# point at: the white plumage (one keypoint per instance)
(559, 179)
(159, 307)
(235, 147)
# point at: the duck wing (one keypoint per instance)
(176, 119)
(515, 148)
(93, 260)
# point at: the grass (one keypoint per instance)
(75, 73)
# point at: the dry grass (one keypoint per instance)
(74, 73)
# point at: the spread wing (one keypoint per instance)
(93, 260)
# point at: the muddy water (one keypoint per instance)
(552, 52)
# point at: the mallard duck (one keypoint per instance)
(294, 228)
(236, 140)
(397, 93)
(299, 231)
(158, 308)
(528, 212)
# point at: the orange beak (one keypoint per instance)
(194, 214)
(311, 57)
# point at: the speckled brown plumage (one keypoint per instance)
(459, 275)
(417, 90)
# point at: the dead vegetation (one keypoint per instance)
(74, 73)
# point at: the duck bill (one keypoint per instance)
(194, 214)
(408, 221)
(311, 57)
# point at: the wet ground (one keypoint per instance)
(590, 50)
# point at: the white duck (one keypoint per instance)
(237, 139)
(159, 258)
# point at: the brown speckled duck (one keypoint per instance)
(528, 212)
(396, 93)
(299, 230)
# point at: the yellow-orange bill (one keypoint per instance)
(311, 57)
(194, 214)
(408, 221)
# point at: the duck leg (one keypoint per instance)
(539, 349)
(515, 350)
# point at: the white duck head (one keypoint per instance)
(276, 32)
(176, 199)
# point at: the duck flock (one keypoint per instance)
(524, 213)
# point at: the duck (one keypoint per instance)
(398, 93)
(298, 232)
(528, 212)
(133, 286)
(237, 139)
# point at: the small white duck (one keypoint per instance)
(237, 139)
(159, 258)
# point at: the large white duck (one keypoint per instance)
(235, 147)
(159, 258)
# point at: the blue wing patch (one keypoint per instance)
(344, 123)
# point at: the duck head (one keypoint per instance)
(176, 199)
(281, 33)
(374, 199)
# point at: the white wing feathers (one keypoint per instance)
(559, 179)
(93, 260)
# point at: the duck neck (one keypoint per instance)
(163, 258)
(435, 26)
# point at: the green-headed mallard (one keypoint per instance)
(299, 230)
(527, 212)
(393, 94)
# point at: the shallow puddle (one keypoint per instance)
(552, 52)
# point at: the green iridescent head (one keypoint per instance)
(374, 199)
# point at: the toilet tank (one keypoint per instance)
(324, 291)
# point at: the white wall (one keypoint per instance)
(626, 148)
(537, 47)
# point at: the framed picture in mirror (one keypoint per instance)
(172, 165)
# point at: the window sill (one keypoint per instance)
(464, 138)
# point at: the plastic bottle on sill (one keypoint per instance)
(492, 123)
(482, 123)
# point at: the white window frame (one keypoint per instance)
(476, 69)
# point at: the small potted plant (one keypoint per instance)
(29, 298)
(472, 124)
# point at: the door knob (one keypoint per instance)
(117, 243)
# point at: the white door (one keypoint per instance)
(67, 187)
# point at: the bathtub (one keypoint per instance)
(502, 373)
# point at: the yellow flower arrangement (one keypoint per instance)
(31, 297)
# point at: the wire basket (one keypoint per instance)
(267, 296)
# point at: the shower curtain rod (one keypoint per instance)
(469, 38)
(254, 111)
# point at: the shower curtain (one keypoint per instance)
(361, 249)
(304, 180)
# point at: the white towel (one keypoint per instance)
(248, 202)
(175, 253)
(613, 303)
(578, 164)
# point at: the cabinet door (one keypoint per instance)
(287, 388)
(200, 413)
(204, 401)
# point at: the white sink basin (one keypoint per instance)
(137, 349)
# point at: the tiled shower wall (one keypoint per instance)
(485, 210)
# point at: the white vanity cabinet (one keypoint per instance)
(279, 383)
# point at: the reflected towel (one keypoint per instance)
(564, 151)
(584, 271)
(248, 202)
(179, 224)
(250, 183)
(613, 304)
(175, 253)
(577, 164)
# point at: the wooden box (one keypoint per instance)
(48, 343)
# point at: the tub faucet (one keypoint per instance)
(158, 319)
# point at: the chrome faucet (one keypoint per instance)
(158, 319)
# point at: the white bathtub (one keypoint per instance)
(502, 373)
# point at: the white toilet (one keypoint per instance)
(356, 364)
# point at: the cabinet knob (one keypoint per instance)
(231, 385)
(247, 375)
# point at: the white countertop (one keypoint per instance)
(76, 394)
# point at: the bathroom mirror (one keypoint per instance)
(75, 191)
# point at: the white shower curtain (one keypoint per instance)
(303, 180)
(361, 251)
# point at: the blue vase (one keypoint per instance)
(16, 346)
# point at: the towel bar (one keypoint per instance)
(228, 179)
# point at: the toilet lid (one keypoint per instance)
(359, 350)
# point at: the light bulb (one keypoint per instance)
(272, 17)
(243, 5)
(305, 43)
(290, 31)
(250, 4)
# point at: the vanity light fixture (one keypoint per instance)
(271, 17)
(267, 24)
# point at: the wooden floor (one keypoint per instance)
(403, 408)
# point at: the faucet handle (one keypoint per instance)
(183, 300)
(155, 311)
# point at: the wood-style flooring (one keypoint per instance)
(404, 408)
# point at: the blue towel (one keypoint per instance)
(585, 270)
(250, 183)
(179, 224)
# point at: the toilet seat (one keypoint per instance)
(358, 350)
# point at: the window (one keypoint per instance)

■ ■ ■ ■

Rewrite everything from the line containing "# point at: the blue towel" down to the end of the data, changing "toilet seat" to "bath mat" and keeping the rest unchanged.

# point at: the blue towel (one keypoint per instance)
(585, 270)
(250, 183)
(179, 224)
# point at: the bath mat (one keypoint per instance)
(358, 350)
# point at: the window (one keypoint per instance)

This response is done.